[GIVEN ENTRIES]
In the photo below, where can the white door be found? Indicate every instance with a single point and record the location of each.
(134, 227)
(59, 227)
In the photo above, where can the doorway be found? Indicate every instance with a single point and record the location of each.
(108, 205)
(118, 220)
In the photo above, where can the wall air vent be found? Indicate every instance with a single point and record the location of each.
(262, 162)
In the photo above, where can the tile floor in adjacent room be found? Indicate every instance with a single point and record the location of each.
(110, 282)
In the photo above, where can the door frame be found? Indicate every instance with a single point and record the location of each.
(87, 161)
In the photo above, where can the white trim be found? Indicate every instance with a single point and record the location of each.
[/GIVEN ENTRIES]
[GIVEN ENTRIES]
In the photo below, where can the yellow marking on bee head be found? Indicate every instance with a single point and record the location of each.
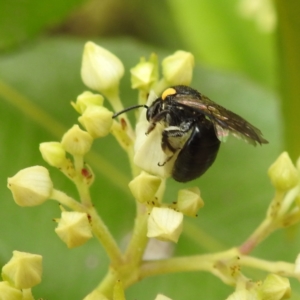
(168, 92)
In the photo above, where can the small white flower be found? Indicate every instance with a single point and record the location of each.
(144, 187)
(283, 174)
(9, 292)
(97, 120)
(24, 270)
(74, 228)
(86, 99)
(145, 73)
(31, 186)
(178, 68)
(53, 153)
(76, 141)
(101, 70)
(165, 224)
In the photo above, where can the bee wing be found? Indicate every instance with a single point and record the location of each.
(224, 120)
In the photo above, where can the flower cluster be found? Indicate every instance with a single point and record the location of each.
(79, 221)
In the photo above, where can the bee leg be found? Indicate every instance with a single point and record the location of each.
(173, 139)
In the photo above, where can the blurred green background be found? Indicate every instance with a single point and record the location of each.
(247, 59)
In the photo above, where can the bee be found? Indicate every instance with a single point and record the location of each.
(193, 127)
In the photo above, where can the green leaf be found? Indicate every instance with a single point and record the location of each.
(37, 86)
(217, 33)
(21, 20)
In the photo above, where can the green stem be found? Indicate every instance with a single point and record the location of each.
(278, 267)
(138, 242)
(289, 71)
[/GIVEN ENTRIES]
[GIVEN ENTRIES]
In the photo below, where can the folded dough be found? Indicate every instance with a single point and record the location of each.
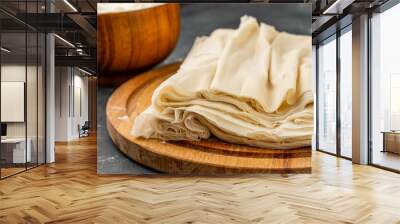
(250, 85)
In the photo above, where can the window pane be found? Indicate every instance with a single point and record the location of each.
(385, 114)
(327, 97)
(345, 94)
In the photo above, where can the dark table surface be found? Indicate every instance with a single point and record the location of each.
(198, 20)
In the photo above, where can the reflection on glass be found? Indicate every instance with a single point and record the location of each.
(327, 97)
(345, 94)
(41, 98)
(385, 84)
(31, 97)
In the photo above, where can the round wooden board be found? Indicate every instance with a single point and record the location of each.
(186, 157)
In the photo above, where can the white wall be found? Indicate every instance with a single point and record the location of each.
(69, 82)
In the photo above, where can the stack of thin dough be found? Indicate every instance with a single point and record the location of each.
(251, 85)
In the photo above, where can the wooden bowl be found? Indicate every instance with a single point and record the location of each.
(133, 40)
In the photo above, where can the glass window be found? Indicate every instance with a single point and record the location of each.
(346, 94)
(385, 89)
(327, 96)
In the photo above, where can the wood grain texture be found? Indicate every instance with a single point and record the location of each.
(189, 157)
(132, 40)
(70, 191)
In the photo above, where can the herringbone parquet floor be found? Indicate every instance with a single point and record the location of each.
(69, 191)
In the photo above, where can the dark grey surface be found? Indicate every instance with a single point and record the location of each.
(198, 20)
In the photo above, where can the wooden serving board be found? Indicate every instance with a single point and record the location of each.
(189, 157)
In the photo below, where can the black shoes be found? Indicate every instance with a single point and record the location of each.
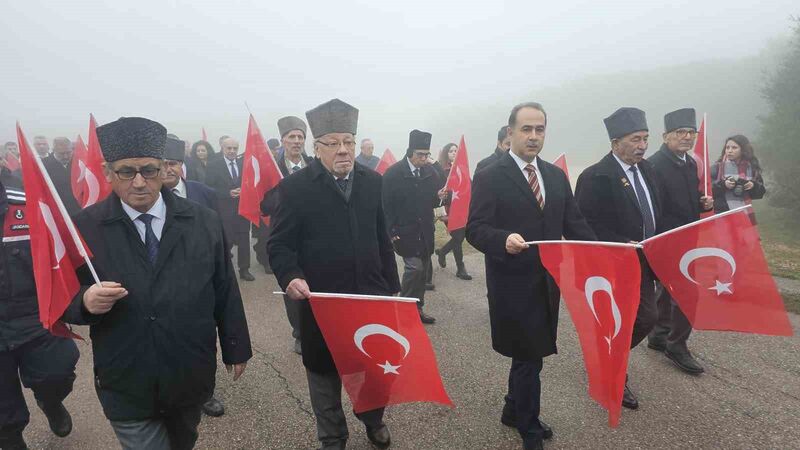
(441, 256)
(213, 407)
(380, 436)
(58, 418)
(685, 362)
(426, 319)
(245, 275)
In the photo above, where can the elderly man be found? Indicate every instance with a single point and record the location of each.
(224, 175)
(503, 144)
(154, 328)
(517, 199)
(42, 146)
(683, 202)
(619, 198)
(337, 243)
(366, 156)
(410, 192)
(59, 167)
[/GIVEN ENTRIES]
* [DESCRIPTION OF THE TASK]
Send back an exact copy of only the lines from the line with "In the photo below, where can the white" up to and including the line with "In the photo above, where can the white trim" in the data above.

* [ANSWER BOX]
In the photo below, where can the white door be found? Indicate every instance with a single point and record the location of each.
(134, 227)
(59, 227)
In the photo above, where can the doorway be found? Indicate every instance with a single point and record the location of each.
(108, 205)
(118, 220)
In the photo above, where can the wall air vent be found? Indicate every instance with a single point and record the location of each.
(262, 162)
In the photo above, where can the tile floor in adjacent room be found? Indicate every instance with a single point and record the location of each.
(110, 282)
In the photo above, where can the door frame be found? Indicate every instance with a single point and record the location of each.
(87, 161)
In the photo above, where can the white trim be found? Indicate every instance with a single point and record the location of each.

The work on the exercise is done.